Provided records.
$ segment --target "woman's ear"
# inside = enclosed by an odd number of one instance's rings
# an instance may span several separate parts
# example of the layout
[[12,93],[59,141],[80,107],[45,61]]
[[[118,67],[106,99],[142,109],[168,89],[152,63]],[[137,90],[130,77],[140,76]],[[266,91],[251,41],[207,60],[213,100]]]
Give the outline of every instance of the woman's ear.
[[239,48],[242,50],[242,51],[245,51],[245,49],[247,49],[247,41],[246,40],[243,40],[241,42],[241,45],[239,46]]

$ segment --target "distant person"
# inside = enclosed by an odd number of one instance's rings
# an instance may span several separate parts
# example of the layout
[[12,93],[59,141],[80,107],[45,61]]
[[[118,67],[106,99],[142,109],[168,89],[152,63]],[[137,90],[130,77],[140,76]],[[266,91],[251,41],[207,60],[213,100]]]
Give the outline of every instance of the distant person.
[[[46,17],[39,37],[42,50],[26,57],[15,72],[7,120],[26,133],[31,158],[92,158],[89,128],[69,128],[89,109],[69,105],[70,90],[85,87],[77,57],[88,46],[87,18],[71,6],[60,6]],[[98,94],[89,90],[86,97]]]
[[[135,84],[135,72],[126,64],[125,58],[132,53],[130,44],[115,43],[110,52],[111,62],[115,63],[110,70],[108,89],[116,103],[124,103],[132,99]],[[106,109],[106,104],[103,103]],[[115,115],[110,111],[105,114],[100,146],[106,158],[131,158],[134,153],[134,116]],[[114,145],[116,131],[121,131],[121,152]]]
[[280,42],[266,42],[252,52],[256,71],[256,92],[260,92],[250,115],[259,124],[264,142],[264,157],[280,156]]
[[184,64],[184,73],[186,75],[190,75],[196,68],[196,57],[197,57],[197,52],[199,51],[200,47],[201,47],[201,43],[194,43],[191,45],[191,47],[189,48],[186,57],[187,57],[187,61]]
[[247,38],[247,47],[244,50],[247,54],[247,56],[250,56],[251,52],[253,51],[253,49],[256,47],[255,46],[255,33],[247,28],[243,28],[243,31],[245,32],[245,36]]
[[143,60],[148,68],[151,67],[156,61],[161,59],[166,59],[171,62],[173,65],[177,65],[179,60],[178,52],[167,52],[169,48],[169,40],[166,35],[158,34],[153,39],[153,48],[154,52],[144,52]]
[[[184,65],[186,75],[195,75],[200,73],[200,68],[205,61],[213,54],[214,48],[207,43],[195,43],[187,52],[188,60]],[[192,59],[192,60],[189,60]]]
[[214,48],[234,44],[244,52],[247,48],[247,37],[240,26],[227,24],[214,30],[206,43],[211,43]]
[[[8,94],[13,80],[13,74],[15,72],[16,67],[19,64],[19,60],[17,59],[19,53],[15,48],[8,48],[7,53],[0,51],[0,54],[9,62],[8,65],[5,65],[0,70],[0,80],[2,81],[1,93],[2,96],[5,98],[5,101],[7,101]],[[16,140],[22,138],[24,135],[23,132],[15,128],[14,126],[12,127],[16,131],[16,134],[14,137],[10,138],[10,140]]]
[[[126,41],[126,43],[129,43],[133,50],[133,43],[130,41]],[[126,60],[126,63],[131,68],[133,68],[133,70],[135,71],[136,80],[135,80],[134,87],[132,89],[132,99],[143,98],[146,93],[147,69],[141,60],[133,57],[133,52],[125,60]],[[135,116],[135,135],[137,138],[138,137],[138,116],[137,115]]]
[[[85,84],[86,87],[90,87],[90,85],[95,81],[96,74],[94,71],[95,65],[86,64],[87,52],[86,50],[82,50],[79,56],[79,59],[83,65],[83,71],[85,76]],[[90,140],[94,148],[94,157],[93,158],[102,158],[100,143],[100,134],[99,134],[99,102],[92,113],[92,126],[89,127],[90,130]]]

Your objective.
Copy out the whole listing exactly; please set it all down.

Solution.
$ segment --target "woman's ear"
# inside = enclosed by an odd number of one instance's rings
# an instance may span several separate parts
# example of the layout
[[12,93],[59,141],[80,107],[45,61]]
[[[118,67],[106,99],[142,109],[168,89],[152,63]],[[137,90],[130,77],[140,76]],[[266,91],[251,41],[207,60],[213,100]]]
Give the outline of every instance of the woman's ear.
[[239,48],[242,50],[242,51],[245,51],[245,49],[247,49],[247,41],[246,40],[243,40],[241,42],[241,45],[239,46]]

$ segment --target "distant person"
# inside = enclosed by an odd number of one instance's rings
# an instance may span several separate parts
# example of the layout
[[12,93],[59,141],[80,107],[45,61]]
[[[118,67],[106,99],[142,109],[168,89],[152,63]],[[137,90],[130,77],[140,76]],[[266,91],[251,41],[207,60],[213,100]]]
Give the outline of every instance of the distant person.
[[[46,17],[39,37],[42,50],[26,57],[15,72],[7,120],[26,133],[31,158],[92,158],[89,128],[69,128],[89,109],[69,105],[70,90],[85,87],[77,57],[88,46],[87,18],[71,6],[60,6]],[[98,94],[89,90],[86,97]]]
[[[135,84],[135,72],[126,64],[125,58],[132,53],[130,44],[115,43],[110,52],[111,62],[115,63],[110,70],[108,89],[116,103],[124,103],[132,99]],[[106,109],[106,104],[103,103]],[[115,115],[110,111],[105,114],[100,146],[106,158],[131,158],[134,153],[134,116]],[[114,145],[116,131],[121,131],[121,152]]]
[[280,42],[266,42],[252,52],[256,71],[256,92],[260,92],[250,115],[259,124],[264,142],[264,157],[280,156]]
[[184,64],[184,73],[186,75],[190,75],[196,68],[196,57],[197,57],[197,52],[199,51],[200,47],[201,47],[201,43],[194,43],[191,45],[191,47],[189,48],[186,57],[187,57],[187,61]]
[[247,38],[247,47],[244,50],[247,54],[247,56],[250,56],[251,52],[253,51],[253,49],[256,47],[255,46],[255,33],[247,28],[243,28],[243,31],[245,32],[245,36]]
[[143,60],[148,68],[151,67],[156,61],[161,59],[166,59],[171,62],[173,65],[177,65],[179,60],[178,52],[167,52],[169,48],[169,40],[166,35],[158,34],[153,39],[153,48],[154,52],[144,52]]
[[[184,65],[186,75],[195,75],[200,73],[200,68],[205,61],[213,54],[214,48],[207,43],[195,43],[187,52],[188,60]],[[192,59],[192,60],[189,60]]]
[[214,48],[234,44],[244,52],[247,48],[247,37],[240,26],[227,24],[214,30],[206,43],[211,43]]
[[[8,94],[13,80],[13,74],[15,72],[16,67],[19,64],[19,60],[17,59],[19,53],[15,48],[8,48],[7,53],[0,51],[0,54],[9,62],[8,65],[5,65],[0,70],[0,80],[2,81],[1,93],[2,96],[5,98],[5,101],[7,101]],[[16,140],[22,138],[24,135],[23,132],[15,128],[14,126],[12,127],[16,131],[16,134],[14,137],[10,138],[10,140]]]
[[[126,41],[126,43],[129,43],[133,50],[133,43],[130,41]],[[126,60],[126,63],[131,68],[133,68],[133,70],[135,71],[136,80],[135,80],[134,87],[132,89],[132,99],[143,98],[146,93],[147,69],[141,60],[133,57],[133,52],[125,60]],[[135,116],[135,135],[137,138],[138,137],[138,116],[137,115]]]
[[[85,84],[86,87],[90,87],[90,85],[95,81],[96,74],[94,71],[95,65],[86,64],[87,52],[86,50],[82,50],[79,56],[79,59],[83,65],[83,71],[85,76]],[[90,140],[94,148],[94,157],[93,158],[102,158],[100,143],[100,134],[99,134],[99,102],[92,113],[92,126],[89,127],[90,130]]]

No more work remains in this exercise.